• PASSAGE PROVIDED:

__________

Drought Spatial Object Prediction Approach using Artificial Neural Network

Berhan G1*, Tadesse T2 and Atnafu S3
1Postdoctoral Researcher, School of Natural Resources, University of Nebraska-Lincoln, USA
2National Drought Mitigation Center, University of Nebraska-Lincoln, USA
3Addis Ababa University, Ethiopia
Corresponding author : Berhan G
Postdoctoral Researcher, School of Natural Resources, University of Nebraska-Lincoln, USA
E-mail: [email protected], [email protected], [email protected]
Received: October 22, 2015 Accepted: November 09, 2015 Published: November 16, 2015
Citation: Berhan G, Tadesse T, Atnafu S (2015) Drought Spatial Object Prediction Approach using Artificial Neural Network. Geoinfor Geostat: An Overview 3:2. doi:10.4172/2327-4581.1000132

Abstract

Drought Spatial Object Prediction Approach using Artificial Neural Network

The concept of object identification and modeling has fueled a lengthy scientific effort to convert remotely sensed images into geographic phenomena. The objective of this article was to develop a new concept for characterizing and identifying drought spatial objects from satellite images for improved drought prediction and mitigation using a back propagation artificial neural network (ANN). To characterize drought as a spatial object, 11 attributes from multi-sensors and resolutions (such as Standardized Deviation of Normalized Difference Vegetation Index [SDNDVI], Digital Elevation Model [DEM], Soil Water Holding Capacity, Ecological Regions, Land Cover, Standard Precipitation Index [SPI], and oceanic indices were used.

Keywords: Back propagation; Drought object; Modeling; Prediction; Satellite image

Keywords

Back propagation; Drought object; Modeling; Prediction; Satellite image

Introduction

The concept of object identification and modeling has fueled a lengthy scientific effort to convert remotely sensed images into geographic phenomena [1]. In this research, a drought spatial object is defined by the geographic phenomenon drought that is characterized by a group of pixels that can be segmented into separate regions with defined spatial locations (e.g., longitude and latitude) and attributes [2]. Object identification in remote sensing is usually done by converting raster pixel values to geographic objects. In this process, the remotely sensed image is first grouped to provide approximately homogeneous segments, and then classified into known classes [1]. According to Stein et al. [1], various procedures for image segmentation are well documented and include procedures based on mathematical morphology, edge detection, and identification of homogeneity in one band or in a set of bands. Classification routines include statistical routines such as k-nearest neighbor classifiers and increasingly fuzzy classification methods.
The main objective of several remote sensing studies is to identify objects that have an ontological representation on the earth’s surface. These objects can have different meanings, and they can be of various types and shapes. A segmentation procedure is commonly first applied to identify homogeneous sets of pixel values in one or more bands [1].

__________

• YOUR TASKS:
a. According to the drought article, how many attributes were used to characterize drought as a spatial object?
b. Reproduce the stretch of the drought article from "The main objective" through "more bands [1]." word for word.

• LISTED RECORDS:

__________

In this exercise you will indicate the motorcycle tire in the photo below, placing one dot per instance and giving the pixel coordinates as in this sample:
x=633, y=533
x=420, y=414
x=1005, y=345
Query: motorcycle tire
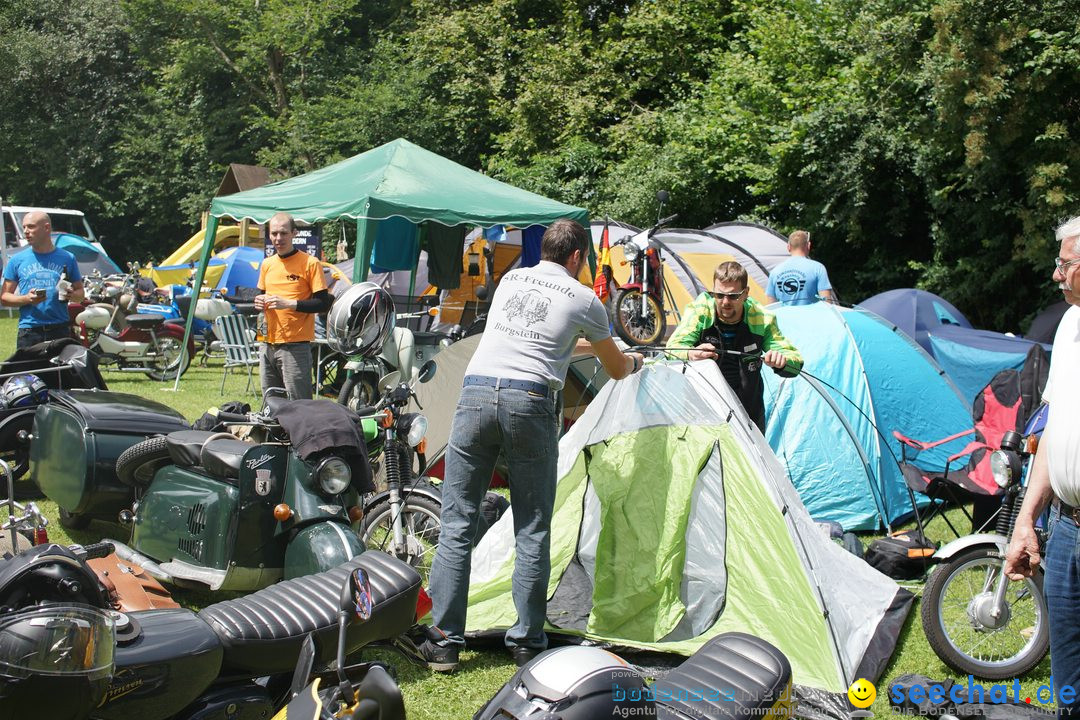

__________

• TASK-BY-TASK ANSWERS:
a. 11 attributes.

b.
The main objective of several remote sensing studies is to identify objects that have an ontological representation on the earth’s surface. These objects can have different meanings, and they can be of various types and shapes. A segmentation procedure is commonly first applied to identify homogeneous sets of pixel values in one or more bands [1].